◆ Detection examples:
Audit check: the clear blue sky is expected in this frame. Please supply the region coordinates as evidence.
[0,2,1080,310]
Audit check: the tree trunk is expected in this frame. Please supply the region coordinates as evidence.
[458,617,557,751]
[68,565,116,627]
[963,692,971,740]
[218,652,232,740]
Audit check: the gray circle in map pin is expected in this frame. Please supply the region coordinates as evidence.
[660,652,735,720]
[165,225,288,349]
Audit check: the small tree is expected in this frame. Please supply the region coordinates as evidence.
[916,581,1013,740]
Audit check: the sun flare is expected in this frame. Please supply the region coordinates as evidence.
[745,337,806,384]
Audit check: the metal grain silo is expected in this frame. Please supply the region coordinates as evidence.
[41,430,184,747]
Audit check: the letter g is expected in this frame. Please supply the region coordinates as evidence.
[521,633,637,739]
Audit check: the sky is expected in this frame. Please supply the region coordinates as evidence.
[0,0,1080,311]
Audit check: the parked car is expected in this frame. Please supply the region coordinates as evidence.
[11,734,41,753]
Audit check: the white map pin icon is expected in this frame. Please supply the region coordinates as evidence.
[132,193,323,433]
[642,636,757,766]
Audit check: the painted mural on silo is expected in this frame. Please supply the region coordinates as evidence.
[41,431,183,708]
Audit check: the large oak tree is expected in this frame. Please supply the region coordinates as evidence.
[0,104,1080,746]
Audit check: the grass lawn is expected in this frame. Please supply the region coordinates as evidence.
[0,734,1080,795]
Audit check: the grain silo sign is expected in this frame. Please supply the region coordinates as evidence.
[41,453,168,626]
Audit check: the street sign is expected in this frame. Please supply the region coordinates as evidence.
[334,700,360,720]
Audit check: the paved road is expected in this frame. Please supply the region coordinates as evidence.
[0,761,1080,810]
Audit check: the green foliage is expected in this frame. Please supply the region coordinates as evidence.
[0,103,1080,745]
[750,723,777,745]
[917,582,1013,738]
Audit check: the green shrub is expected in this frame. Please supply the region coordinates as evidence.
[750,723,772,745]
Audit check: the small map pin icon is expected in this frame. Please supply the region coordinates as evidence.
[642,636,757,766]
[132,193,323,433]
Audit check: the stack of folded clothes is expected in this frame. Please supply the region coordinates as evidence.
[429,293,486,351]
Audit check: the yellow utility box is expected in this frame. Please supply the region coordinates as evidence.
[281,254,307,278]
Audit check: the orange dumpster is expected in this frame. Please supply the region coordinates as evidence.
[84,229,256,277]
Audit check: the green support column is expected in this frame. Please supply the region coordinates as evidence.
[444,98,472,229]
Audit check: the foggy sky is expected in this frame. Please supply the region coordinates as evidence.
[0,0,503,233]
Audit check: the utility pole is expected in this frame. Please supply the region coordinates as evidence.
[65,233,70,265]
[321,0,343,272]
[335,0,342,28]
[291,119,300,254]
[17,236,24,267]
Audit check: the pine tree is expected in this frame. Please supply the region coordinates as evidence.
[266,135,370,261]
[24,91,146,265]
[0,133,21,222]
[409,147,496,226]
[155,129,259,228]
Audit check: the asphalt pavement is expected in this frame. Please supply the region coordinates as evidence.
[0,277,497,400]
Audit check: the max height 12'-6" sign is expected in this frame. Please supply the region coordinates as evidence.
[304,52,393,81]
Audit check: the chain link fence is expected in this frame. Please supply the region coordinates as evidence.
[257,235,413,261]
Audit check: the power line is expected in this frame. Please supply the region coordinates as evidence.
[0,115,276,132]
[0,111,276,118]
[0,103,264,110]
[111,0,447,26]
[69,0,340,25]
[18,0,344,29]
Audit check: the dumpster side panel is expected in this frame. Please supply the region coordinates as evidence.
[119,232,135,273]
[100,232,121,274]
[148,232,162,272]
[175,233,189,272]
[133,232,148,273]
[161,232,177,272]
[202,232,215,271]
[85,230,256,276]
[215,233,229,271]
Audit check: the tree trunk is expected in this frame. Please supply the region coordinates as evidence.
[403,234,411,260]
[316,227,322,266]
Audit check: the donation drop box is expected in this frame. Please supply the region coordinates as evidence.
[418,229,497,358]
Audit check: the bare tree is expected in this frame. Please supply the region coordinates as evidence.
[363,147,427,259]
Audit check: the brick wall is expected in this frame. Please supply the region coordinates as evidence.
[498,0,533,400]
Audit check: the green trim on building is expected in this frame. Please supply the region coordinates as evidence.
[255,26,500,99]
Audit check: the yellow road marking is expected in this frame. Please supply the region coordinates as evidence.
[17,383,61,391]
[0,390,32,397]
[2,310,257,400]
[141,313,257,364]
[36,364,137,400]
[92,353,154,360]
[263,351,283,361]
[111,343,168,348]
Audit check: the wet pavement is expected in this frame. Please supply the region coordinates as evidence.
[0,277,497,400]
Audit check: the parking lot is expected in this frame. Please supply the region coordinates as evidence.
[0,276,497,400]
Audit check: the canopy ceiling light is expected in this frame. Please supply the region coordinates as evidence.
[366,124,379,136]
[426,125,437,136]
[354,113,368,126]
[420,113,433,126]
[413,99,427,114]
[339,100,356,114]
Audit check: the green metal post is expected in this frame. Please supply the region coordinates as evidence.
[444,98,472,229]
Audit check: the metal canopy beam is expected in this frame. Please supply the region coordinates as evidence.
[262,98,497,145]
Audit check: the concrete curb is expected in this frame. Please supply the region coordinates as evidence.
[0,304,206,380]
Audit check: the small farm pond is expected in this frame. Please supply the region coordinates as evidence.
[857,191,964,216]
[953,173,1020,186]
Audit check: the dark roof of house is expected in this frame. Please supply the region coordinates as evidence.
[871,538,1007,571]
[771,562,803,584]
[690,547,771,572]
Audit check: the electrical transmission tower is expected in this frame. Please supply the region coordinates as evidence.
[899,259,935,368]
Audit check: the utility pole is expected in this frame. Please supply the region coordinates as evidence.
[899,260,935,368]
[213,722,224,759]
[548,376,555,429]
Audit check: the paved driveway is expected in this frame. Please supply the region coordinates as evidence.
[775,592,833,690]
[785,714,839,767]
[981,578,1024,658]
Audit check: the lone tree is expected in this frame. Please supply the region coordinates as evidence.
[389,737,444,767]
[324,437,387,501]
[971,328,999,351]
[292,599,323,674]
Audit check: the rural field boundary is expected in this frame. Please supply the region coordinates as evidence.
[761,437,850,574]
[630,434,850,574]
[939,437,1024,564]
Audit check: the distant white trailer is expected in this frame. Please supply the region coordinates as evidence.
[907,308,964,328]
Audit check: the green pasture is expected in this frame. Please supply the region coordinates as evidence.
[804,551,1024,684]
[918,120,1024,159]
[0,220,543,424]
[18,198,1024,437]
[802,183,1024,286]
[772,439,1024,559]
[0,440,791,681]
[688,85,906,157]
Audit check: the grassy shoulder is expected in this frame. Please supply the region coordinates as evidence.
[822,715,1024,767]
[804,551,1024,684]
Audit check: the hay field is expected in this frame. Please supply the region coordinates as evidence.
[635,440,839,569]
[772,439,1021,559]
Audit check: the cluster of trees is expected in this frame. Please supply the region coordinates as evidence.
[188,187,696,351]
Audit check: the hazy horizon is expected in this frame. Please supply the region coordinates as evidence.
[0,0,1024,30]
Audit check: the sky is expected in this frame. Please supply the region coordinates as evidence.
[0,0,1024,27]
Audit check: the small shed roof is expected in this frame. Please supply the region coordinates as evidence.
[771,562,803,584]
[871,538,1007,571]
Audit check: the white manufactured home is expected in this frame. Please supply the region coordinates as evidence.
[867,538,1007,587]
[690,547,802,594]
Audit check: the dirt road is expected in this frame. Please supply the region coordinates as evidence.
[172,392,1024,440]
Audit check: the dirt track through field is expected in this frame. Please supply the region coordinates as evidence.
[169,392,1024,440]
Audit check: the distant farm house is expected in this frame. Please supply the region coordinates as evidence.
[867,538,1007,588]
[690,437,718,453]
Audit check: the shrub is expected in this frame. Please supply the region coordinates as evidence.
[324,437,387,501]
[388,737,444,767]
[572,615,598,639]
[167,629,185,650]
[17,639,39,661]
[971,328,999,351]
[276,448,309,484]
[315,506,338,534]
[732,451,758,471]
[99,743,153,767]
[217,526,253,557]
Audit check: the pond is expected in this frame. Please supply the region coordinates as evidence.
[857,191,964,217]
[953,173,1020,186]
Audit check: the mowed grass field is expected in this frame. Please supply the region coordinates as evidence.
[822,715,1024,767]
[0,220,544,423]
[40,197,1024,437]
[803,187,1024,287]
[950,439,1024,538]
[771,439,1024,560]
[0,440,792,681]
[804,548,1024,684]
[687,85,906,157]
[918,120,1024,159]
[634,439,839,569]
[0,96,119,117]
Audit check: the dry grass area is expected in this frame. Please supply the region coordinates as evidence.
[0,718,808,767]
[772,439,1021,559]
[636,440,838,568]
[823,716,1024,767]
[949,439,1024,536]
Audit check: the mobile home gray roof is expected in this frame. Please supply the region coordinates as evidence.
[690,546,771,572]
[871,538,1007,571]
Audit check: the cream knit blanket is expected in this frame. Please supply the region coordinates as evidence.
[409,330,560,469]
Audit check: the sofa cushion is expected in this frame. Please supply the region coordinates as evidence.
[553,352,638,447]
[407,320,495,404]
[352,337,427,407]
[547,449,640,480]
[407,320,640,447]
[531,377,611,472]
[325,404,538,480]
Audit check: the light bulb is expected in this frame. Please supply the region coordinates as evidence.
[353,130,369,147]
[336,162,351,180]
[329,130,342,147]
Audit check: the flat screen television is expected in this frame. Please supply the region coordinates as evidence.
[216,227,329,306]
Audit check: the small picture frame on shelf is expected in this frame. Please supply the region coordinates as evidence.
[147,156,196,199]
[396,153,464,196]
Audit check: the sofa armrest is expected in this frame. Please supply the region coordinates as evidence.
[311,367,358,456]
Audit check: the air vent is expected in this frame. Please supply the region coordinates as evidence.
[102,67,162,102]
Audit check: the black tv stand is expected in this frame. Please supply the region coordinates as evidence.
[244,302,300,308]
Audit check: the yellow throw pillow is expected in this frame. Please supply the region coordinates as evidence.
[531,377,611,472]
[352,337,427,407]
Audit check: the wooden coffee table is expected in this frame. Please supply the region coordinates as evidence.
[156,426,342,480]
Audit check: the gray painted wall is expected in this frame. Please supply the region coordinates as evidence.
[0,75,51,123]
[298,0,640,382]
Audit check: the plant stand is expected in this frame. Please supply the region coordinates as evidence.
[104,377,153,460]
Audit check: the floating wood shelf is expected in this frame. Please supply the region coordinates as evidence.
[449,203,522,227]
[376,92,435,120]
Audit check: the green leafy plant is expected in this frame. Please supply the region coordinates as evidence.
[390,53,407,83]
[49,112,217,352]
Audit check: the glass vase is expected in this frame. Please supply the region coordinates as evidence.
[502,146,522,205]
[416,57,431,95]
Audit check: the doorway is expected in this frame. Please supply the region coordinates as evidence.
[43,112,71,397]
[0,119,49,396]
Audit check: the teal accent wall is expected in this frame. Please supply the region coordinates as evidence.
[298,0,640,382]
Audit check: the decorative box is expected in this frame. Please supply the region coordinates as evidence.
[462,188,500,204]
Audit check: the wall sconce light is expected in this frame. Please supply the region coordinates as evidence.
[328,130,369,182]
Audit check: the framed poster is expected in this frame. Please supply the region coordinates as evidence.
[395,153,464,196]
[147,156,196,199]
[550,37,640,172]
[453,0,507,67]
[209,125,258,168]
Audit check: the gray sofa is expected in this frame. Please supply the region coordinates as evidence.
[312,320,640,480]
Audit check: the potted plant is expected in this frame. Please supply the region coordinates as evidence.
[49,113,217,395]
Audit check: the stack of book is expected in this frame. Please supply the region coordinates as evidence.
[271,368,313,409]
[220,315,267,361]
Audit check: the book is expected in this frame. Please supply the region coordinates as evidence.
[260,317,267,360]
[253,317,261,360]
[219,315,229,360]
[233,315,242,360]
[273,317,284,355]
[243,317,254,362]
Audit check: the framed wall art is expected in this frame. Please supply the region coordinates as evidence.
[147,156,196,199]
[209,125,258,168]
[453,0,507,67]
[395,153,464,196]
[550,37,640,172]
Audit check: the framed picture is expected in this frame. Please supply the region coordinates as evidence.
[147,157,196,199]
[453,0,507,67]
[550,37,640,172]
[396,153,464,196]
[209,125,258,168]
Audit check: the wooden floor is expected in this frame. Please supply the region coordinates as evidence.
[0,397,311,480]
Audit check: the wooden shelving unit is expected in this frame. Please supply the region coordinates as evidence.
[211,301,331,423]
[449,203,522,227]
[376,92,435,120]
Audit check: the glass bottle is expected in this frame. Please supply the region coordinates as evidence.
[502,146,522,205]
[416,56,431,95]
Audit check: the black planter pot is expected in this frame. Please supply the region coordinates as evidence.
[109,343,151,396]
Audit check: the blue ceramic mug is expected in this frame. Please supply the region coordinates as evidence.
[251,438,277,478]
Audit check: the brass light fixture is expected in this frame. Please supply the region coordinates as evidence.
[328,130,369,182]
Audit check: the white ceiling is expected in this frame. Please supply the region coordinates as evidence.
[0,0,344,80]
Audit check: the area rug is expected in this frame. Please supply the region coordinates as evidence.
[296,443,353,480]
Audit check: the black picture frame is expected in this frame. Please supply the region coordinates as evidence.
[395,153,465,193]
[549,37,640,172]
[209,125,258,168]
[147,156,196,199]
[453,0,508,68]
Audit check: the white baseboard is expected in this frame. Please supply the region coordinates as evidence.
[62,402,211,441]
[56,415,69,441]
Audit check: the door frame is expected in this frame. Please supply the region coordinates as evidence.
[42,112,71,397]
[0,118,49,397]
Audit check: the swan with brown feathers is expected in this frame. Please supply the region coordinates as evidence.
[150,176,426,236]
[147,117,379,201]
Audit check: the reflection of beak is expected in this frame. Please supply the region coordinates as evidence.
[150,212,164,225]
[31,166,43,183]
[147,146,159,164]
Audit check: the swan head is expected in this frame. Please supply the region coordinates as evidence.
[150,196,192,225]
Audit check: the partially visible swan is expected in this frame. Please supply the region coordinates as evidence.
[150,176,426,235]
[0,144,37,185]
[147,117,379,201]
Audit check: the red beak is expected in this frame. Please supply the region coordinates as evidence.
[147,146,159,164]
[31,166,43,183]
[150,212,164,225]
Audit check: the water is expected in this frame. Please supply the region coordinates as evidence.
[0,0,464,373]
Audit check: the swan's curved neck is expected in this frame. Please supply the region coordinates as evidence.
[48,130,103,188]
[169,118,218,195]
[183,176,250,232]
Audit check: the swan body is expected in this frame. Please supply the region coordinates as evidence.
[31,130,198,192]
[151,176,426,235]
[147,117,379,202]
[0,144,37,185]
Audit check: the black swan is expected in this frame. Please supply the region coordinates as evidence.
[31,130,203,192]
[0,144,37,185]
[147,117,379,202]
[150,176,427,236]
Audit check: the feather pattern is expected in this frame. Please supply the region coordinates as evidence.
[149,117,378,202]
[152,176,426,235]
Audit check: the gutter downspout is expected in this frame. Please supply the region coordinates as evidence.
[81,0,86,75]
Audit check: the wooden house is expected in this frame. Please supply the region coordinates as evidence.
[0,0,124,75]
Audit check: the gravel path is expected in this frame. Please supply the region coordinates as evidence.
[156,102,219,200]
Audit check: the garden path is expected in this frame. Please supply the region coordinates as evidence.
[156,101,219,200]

◆ Do this: Rewrite the entries from the first one through the line that contains "[0,761,1080,810]", changing "evidence" to "proof" and leaving everything else as it is.

◆ Output for this task:
Audit check: the clear blue sky is expected in this frame. Please supply the region coordinates as proof.
[0,2,1080,310]
Audit check: the tree trunk is expected in this frame. Please supply the region coordinates as proof.
[458,617,557,751]
[68,565,116,627]
[963,692,971,740]
[218,652,232,740]
Audit check: the gray circle in map pin is expected in this frame. Please supply the region coordinates as proof.
[660,652,735,720]
[165,225,288,349]
Audit check: the small tree is expected in this frame. Please supply the region coordinates as proof.
[916,581,1013,740]
Audit check: the sun flare is expected in this frame. Please supply the region coordinates as proof.
[745,337,806,384]
Audit check: the metal grain silo is expected in this frame. Please supply the region coordinates as proof.
[41,430,184,747]
Audit check: the letter g is expected in this frame. Please supply the region coordinates as proof.
[521,633,637,739]
Audit check: the sky is expected in this frame. Please supply the region coordinates as proof.
[0,0,1080,311]
Audit check: the parked car is expected in this frame. Please supply the region coordinates as proof.
[11,734,41,753]
Audit check: the white map pin icon is expected in this frame. Please supply the region coordinates as proof.
[132,193,323,433]
[642,636,757,766]
Audit check: the painted mural on silo is expected in this frame. Please supply the region coordinates as proof.
[41,431,183,708]
Audit check: the large oak tree is expected in this frame. Please supply the region coordinates as proof.
[0,104,1080,746]
Audit check: the grass lawn is expected in this frame. Please supply the region coordinates as proof.
[0,734,1080,795]
Audit check: the grain silo sign is expected in this frame. Please supply the region coordinates as proof.
[41,453,168,626]
Audit check: the street sign is expected in this frame. Please supply the region coordinates as proof.
[334,700,360,720]
Audit check: the paved road is expected in this frame. Please supply the region coordinates as proof.
[0,761,1080,810]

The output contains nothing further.